* **TASK DESCRIPTION**
Your output must consist solely of the lines from the one containing "the bicycle frame." through the end of the records, reproduced exactly.

───── ITEMS

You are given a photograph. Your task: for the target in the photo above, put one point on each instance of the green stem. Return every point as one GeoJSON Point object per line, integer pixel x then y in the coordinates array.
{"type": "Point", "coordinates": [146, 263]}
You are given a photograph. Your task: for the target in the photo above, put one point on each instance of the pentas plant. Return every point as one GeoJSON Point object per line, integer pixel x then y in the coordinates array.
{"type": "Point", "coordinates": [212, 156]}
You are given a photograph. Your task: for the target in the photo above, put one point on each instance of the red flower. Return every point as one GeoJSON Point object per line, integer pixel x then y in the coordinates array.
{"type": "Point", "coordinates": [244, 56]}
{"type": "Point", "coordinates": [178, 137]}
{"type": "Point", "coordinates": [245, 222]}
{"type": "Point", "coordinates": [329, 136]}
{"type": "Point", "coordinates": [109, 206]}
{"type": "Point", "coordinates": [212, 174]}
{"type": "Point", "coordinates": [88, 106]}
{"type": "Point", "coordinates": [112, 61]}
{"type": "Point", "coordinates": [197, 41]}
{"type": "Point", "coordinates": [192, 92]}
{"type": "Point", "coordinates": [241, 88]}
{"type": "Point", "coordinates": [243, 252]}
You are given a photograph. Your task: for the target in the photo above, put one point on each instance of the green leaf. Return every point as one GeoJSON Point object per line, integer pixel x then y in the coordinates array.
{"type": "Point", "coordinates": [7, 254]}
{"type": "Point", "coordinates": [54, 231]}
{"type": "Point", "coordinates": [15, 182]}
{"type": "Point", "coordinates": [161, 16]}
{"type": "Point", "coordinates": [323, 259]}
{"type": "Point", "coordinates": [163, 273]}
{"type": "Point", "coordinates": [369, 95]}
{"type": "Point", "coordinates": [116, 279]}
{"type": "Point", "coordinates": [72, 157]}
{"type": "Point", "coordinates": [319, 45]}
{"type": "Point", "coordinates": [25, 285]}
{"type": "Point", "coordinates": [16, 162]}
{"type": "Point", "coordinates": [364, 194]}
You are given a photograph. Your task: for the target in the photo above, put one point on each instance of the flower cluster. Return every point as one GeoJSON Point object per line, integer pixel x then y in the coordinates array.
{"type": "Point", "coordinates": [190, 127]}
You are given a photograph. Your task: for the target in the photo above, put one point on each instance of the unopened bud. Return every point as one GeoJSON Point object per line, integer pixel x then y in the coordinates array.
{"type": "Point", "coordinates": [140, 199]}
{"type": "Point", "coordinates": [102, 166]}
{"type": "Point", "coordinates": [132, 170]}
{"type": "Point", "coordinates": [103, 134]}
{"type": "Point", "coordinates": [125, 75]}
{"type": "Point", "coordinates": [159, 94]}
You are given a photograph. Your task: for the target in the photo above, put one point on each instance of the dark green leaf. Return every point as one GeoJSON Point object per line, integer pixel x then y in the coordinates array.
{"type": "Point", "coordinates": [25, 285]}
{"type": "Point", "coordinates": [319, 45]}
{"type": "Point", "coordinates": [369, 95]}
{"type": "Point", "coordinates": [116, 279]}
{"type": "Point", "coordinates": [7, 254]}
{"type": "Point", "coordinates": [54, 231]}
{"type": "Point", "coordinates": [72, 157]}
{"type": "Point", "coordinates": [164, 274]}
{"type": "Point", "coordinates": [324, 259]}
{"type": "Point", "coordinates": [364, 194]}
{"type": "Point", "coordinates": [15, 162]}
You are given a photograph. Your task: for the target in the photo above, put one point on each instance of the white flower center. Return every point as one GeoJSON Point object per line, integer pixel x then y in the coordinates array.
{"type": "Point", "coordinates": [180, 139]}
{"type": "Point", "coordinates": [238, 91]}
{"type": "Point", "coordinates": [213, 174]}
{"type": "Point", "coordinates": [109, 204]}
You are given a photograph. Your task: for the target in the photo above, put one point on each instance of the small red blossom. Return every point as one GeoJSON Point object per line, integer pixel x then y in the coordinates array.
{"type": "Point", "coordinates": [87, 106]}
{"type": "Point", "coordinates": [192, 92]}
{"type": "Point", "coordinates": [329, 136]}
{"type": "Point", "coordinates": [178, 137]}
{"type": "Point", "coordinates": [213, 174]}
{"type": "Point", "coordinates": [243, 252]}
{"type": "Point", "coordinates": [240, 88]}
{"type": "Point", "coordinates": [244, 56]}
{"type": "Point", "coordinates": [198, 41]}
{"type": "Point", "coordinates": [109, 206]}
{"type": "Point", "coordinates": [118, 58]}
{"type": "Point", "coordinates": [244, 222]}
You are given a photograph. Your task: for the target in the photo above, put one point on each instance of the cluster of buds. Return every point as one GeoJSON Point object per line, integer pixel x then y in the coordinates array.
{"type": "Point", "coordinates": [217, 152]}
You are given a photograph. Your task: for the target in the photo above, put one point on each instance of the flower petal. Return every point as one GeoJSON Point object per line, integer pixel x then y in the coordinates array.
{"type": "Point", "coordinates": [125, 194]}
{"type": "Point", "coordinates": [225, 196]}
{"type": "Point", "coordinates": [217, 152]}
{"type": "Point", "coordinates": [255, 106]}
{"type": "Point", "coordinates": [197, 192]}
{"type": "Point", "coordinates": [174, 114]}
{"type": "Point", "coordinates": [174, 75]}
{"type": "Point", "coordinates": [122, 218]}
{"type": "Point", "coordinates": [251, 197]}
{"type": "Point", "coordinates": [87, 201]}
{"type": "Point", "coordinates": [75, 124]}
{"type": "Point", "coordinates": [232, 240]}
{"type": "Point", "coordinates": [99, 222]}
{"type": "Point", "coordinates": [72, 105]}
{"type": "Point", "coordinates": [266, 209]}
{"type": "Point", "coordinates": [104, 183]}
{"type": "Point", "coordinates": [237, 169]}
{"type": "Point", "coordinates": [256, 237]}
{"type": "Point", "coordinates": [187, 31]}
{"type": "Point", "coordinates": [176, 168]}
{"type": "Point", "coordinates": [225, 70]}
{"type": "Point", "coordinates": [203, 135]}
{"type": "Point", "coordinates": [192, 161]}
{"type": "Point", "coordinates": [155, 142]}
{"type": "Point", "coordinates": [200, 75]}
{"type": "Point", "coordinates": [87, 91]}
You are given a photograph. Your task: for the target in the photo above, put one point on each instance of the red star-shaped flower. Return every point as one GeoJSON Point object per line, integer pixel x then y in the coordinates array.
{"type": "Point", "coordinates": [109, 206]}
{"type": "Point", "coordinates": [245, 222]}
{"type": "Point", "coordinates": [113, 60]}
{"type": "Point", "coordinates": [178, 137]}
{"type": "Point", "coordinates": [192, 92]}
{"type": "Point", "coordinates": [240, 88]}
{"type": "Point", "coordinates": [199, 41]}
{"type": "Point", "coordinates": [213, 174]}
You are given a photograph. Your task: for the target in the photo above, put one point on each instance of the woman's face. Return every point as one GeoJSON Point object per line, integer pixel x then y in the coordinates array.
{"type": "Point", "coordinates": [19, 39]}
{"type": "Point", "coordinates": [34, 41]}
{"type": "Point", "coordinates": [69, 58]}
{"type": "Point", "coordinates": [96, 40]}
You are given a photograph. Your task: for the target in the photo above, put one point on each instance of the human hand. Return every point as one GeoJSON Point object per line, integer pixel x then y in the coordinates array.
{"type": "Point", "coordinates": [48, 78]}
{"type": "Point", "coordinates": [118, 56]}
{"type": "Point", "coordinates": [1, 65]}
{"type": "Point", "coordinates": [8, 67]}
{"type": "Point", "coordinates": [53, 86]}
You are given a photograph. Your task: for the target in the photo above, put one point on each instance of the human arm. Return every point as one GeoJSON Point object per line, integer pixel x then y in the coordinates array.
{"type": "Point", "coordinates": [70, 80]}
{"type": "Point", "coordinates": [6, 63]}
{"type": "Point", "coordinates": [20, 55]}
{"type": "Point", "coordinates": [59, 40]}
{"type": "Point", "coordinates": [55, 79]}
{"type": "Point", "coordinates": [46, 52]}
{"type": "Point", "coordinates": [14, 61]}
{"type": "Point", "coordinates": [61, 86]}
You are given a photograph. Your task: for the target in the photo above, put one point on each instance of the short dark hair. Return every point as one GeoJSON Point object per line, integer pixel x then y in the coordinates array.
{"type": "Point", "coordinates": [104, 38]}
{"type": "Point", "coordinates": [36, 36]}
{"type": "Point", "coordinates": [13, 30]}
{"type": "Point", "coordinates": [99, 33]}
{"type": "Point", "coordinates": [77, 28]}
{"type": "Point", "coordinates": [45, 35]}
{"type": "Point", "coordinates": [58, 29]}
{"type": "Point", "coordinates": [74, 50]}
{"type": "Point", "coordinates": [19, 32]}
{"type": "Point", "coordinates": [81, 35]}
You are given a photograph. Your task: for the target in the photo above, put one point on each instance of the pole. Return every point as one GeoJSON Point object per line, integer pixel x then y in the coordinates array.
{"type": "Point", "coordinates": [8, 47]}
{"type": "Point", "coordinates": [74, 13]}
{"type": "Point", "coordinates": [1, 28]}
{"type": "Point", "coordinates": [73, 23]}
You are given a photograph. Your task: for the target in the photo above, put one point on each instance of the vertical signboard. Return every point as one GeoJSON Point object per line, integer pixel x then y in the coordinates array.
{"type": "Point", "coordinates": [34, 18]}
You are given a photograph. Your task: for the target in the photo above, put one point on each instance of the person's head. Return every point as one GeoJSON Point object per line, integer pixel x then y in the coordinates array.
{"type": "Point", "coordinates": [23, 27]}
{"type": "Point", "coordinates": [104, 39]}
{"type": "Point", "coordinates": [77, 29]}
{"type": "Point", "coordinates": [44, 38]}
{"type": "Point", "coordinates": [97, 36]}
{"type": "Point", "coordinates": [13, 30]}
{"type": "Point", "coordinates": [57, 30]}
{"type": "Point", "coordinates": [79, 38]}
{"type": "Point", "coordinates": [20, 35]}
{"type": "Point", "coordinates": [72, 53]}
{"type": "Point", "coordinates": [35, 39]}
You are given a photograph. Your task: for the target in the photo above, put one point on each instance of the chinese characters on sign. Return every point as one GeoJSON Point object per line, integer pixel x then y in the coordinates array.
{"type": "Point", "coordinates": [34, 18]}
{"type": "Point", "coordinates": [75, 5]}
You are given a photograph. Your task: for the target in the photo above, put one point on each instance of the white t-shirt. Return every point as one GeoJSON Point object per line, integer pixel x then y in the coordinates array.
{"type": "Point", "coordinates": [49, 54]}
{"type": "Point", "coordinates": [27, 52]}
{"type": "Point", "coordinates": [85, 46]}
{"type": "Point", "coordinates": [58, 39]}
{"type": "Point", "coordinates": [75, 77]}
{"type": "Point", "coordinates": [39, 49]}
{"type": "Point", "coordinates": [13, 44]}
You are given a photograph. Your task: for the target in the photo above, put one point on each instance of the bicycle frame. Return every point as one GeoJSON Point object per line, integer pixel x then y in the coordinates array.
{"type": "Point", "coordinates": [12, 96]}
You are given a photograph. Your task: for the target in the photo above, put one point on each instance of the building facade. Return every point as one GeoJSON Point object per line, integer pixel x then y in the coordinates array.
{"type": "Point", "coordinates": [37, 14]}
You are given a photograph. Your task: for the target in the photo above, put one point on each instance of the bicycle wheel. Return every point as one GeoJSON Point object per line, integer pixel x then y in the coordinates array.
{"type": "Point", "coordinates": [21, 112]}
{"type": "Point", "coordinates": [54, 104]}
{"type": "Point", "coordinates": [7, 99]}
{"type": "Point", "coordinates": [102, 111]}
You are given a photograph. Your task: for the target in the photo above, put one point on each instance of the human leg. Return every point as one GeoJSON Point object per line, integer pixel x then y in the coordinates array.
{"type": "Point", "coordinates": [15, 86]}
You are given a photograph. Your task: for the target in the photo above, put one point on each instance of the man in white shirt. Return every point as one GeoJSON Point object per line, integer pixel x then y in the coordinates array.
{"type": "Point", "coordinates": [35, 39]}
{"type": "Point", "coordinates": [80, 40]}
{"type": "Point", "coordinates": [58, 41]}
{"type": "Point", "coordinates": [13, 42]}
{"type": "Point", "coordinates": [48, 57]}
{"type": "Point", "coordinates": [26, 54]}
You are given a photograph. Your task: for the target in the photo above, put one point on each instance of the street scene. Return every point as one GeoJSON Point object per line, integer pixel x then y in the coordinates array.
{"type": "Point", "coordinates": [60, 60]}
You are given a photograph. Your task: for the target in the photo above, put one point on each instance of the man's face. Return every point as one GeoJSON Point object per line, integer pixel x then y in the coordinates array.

──────────

* **TASK RESULT**
You are given a photograph. Your task: for the target in the photo above, put one point on each instance of the bicycle frame. Return every point as one GeoJSON Point object per line, integer pixel x then y in the coordinates array.
{"type": "Point", "coordinates": [12, 96]}
You are given a photograph. Your task: for the target in the photo above, put one point on each instance of the building facade. Return every point as one GeoJSON Point object per line, integer pixel x then y in the coordinates array.
{"type": "Point", "coordinates": [37, 14]}
You are given a photograph. Your task: for the target in the photo above, put one point on each instance of the bicycle wheel. Return every point as one GeoJSON Point object per line, integer pixel x then y in the coordinates array.
{"type": "Point", "coordinates": [21, 112]}
{"type": "Point", "coordinates": [54, 104]}
{"type": "Point", "coordinates": [7, 99]}
{"type": "Point", "coordinates": [102, 111]}
You are given a photograph. Your task: for the target in the photo above, put one point on each instance of the human leg. Return every point as one GeoJSON Point object per line, integer pixel x then y in the coordinates array.
{"type": "Point", "coordinates": [15, 86]}
You are given a photograph. Your task: for the target in the photo above, put one point on each instance of the man in white shirt. Return every point as one GeoJSON Point object per line, integer pixel x then y in the coordinates array.
{"type": "Point", "coordinates": [35, 39]}
{"type": "Point", "coordinates": [80, 40]}
{"type": "Point", "coordinates": [58, 41]}
{"type": "Point", "coordinates": [13, 42]}
{"type": "Point", "coordinates": [48, 57]}
{"type": "Point", "coordinates": [26, 54]}
You are given a photograph. Your task: for the target in the photo above, put one point on each instance of the street scene. Return every point as one GeoJSON Point object per line, integer pixel x then y in the coordinates array.
{"type": "Point", "coordinates": [60, 60]}
You are given a photograph. Your task: for the target in the photo above, put one point on each instance of the man's face. Return every point as one GeoJSON Point object per line, integer pixel x then y in the coordinates array.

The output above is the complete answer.